+++ Supplied material +++
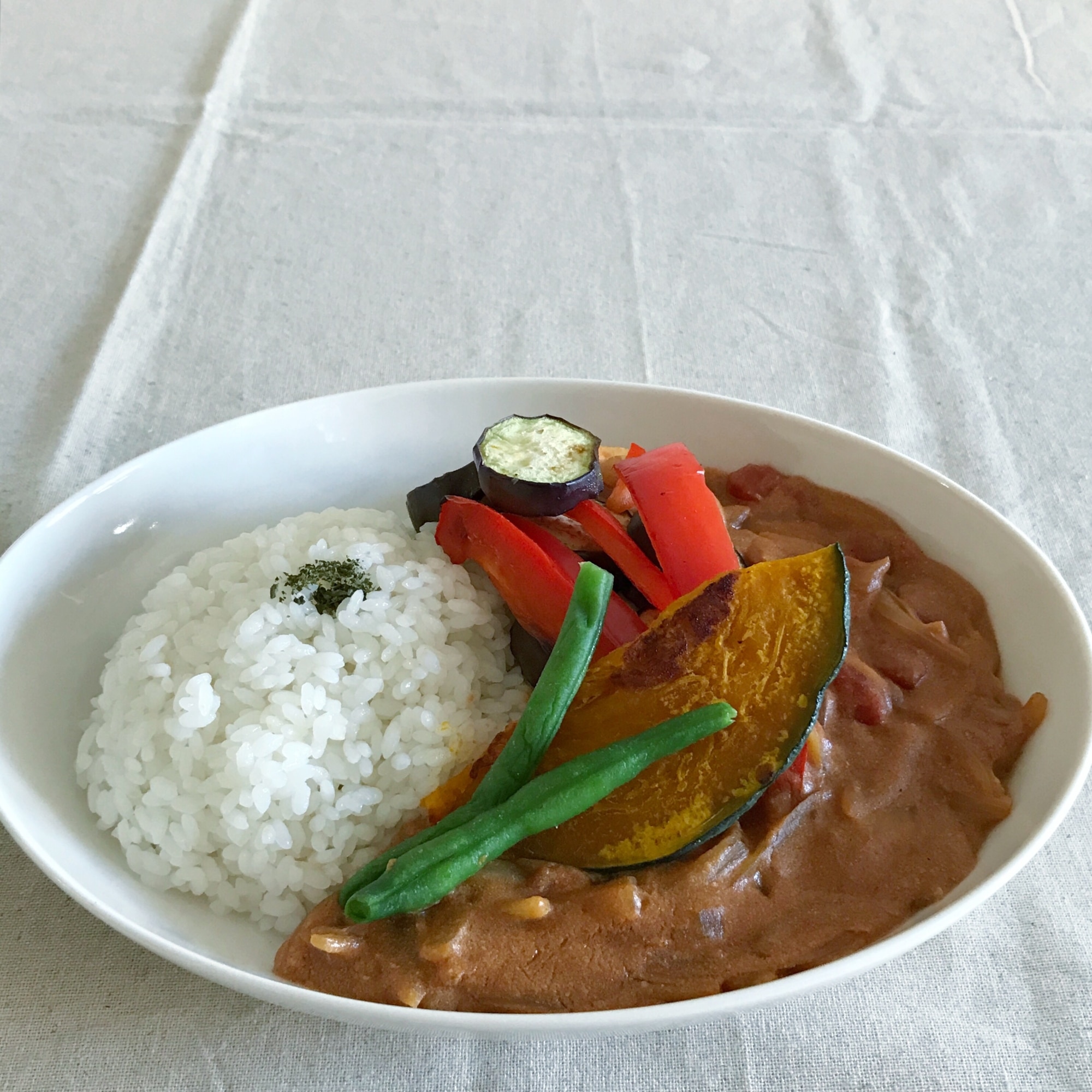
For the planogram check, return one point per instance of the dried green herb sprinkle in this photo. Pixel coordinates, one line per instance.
(328, 584)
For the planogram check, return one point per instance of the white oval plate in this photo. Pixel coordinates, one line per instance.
(68, 586)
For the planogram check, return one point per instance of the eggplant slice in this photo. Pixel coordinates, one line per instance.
(424, 503)
(538, 466)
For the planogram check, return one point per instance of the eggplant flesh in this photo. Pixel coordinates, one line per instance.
(538, 466)
(424, 503)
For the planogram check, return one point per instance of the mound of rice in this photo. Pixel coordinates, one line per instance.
(257, 753)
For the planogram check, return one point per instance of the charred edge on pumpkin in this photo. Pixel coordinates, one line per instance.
(656, 657)
(735, 816)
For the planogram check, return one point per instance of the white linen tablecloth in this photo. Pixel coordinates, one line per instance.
(879, 215)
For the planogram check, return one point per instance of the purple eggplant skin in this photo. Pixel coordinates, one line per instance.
(424, 503)
(537, 498)
(529, 654)
(640, 536)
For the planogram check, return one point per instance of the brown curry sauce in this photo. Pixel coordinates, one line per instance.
(906, 779)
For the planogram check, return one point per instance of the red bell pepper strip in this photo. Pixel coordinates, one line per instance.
(682, 516)
(627, 555)
(531, 581)
(622, 500)
(622, 623)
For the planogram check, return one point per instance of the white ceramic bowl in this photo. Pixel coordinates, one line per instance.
(69, 585)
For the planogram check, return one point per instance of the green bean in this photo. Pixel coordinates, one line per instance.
(550, 701)
(425, 875)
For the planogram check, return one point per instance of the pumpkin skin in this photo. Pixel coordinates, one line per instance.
(768, 639)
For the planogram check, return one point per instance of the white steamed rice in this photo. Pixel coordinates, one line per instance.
(257, 753)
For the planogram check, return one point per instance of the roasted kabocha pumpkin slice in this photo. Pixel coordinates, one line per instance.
(768, 639)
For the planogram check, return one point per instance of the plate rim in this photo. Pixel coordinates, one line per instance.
(578, 1024)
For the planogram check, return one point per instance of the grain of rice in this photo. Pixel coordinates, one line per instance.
(257, 753)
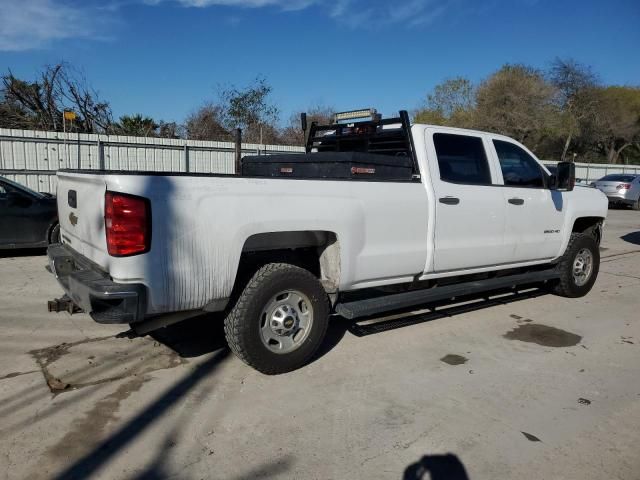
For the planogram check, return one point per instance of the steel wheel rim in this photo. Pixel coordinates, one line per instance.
(582, 267)
(286, 321)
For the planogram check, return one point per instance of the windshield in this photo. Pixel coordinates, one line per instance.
(19, 186)
(617, 177)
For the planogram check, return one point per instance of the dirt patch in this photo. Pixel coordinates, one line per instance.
(88, 430)
(70, 366)
(16, 374)
(543, 335)
(531, 438)
(452, 359)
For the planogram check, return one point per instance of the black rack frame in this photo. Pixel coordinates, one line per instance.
(367, 132)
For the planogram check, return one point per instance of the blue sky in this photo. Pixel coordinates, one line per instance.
(165, 57)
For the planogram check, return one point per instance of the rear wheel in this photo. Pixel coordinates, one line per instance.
(579, 266)
(279, 320)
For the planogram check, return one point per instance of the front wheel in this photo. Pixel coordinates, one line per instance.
(279, 320)
(578, 267)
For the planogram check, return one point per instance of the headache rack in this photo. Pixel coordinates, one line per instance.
(375, 135)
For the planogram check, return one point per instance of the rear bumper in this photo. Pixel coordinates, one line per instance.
(93, 290)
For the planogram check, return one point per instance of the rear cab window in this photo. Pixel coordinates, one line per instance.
(462, 159)
(519, 168)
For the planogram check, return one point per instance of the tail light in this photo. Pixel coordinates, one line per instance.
(127, 221)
+++
• What is being asked
Copy the data above from the line that contains "the rear bumper" through the end of the data, keeping every line, and raise each pixel coordinate in the answers by 32.

• Task output
For the planogram check, return one point per instance of the rear bumper in this photo. Pixel coordinates, one line per instance.
(125, 322)
For the planogram check, return one point per instance of the rear cab window in this photo. Pixel coordinates, one line per instance.
(494, 191)
(551, 200)
For the planogram check, return one point per instance of the tail light in this photo. Pixel coordinates, one line per instance.
(159, 253)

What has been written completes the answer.